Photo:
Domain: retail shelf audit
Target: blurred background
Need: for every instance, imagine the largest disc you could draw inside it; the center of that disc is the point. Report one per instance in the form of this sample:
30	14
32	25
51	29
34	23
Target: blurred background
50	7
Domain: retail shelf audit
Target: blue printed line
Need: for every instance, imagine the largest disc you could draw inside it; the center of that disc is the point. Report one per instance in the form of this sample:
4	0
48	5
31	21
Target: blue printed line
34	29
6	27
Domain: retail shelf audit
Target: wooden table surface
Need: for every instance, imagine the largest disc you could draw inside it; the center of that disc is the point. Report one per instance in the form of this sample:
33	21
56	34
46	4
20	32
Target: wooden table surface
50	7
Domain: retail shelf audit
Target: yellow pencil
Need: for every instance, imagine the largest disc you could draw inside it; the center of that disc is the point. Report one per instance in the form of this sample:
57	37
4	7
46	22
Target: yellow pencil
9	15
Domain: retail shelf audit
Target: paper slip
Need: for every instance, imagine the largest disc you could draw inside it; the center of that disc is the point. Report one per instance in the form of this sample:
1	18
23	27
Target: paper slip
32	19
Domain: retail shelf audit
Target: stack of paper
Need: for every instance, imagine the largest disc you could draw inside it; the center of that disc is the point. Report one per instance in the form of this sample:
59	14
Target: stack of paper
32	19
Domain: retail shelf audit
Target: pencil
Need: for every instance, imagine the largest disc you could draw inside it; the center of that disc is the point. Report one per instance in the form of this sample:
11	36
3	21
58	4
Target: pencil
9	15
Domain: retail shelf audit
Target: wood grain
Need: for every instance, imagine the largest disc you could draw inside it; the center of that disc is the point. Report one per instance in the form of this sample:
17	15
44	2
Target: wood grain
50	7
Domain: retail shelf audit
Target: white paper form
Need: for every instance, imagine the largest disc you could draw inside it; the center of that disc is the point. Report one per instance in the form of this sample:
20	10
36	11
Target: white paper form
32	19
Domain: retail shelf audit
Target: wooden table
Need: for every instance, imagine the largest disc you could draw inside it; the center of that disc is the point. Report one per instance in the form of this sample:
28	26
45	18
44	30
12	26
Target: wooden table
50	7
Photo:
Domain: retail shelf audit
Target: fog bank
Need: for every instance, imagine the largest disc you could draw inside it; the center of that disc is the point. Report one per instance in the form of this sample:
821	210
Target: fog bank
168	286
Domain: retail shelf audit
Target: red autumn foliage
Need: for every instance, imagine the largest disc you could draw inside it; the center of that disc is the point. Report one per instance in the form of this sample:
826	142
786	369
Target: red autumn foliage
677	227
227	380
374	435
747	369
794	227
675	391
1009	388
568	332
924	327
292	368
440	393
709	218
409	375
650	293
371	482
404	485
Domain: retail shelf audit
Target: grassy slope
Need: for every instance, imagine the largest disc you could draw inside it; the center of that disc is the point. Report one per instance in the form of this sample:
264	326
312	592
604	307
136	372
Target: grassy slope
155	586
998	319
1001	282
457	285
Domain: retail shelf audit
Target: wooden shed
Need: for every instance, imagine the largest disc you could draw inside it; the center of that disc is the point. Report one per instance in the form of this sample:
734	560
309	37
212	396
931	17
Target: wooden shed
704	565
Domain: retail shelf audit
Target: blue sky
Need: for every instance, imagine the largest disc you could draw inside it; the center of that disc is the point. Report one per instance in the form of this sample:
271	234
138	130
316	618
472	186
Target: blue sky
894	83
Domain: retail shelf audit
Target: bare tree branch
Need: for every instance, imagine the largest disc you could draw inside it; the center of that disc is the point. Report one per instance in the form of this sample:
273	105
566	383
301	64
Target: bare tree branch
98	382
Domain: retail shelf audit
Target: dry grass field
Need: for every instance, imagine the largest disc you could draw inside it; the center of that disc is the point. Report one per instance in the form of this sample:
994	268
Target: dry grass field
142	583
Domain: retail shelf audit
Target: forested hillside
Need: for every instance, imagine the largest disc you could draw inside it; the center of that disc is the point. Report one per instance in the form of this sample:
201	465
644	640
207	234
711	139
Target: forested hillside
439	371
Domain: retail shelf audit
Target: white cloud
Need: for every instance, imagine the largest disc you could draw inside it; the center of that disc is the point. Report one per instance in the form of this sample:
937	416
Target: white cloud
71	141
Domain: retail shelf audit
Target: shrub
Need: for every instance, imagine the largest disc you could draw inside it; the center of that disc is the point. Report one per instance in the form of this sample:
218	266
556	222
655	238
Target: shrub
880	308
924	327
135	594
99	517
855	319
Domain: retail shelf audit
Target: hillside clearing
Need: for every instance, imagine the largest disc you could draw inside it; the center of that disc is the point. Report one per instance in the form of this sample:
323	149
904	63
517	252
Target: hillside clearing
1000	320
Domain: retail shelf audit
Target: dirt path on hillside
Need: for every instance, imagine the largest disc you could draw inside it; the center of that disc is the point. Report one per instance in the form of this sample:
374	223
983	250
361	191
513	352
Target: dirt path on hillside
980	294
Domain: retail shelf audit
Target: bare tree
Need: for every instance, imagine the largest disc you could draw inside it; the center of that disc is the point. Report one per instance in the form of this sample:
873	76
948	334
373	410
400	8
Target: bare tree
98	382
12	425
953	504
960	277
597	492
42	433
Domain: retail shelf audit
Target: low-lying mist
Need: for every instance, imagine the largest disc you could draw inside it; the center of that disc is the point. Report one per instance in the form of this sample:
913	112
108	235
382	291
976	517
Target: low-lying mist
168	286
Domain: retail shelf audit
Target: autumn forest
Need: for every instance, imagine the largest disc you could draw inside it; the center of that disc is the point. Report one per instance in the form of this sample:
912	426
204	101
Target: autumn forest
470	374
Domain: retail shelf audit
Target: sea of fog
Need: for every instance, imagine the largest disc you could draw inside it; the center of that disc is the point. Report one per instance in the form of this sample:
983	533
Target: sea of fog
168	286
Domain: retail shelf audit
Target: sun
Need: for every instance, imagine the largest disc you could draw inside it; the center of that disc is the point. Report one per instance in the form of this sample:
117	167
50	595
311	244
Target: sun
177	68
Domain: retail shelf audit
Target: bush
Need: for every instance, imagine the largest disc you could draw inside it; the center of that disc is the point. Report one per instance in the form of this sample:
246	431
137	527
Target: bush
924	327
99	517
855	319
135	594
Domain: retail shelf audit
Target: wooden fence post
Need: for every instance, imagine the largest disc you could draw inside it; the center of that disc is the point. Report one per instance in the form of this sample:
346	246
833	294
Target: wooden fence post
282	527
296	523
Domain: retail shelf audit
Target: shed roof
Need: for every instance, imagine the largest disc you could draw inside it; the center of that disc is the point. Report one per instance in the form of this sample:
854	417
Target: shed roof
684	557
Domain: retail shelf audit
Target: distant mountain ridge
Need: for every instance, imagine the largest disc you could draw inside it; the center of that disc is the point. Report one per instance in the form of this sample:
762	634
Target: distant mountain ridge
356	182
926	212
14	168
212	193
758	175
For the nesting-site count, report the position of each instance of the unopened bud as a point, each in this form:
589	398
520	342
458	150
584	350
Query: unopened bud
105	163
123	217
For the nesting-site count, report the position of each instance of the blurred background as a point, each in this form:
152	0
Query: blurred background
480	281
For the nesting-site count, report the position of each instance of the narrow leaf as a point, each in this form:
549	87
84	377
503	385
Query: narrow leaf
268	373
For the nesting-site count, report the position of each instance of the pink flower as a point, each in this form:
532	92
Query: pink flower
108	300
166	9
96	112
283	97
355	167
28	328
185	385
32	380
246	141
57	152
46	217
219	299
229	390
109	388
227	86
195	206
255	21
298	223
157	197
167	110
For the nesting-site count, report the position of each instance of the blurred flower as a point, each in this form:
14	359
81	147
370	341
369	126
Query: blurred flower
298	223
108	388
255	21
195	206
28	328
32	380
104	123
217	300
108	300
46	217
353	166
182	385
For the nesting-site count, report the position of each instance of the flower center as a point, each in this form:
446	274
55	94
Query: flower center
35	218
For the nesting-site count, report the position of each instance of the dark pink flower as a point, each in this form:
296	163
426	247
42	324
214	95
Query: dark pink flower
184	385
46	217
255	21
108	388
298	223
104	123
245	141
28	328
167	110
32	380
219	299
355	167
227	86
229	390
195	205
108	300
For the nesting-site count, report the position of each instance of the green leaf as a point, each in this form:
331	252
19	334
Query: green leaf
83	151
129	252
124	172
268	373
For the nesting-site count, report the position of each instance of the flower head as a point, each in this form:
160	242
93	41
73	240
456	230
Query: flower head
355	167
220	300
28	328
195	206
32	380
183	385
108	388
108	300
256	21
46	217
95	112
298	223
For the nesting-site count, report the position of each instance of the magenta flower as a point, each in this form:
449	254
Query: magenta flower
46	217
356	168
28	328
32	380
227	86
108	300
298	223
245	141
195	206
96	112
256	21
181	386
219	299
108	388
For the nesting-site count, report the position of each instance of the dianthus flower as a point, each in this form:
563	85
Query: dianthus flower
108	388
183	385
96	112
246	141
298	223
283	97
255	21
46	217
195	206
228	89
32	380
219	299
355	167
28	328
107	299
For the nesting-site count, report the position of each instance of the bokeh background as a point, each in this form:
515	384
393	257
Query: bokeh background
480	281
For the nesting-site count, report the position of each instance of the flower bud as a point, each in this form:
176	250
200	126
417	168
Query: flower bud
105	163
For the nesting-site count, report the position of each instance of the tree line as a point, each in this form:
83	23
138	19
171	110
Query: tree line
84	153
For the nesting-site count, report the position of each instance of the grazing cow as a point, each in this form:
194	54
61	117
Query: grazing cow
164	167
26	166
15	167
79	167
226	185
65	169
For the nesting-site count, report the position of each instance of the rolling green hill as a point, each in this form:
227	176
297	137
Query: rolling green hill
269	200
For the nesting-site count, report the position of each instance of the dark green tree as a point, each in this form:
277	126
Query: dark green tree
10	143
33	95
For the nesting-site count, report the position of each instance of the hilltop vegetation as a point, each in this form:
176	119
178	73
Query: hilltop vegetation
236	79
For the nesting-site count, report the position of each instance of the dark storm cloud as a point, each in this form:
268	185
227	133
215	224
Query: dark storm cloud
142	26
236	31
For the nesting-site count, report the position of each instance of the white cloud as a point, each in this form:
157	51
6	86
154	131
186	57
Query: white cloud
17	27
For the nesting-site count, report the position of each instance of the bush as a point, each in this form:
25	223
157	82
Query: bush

* * * * * * *

ACTIVITY: Taking the line with "Query: green leaf" as the first and the line with "of the dianthus" as the last, retype that stretch of the data above exactly, with no other lines.

RESPONSE AREA:
Query: green leaf
83	151
129	252
124	172
268	373
For the nesting-site count, report the position of each instance of the flower head as a point, each in this form:
160	242
93	41
73	240
456	230
Query: flower head
355	167
220	300
28	328
195	206
32	380
183	385
108	388
108	300
256	21
46	217
95	112
298	223
For the nesting-site count, report the position of each instance of the magenta flower as a point, each in this form:
449	254
Query: magenta flower
46	217
356	168
28	328
32	380
227	86
108	300
298	223
245	141
195	206
96	112
256	21
181	386
219	299
108	388
For the nesting-site count, report the position of each instance of the dianthus flower as a point, each in this form:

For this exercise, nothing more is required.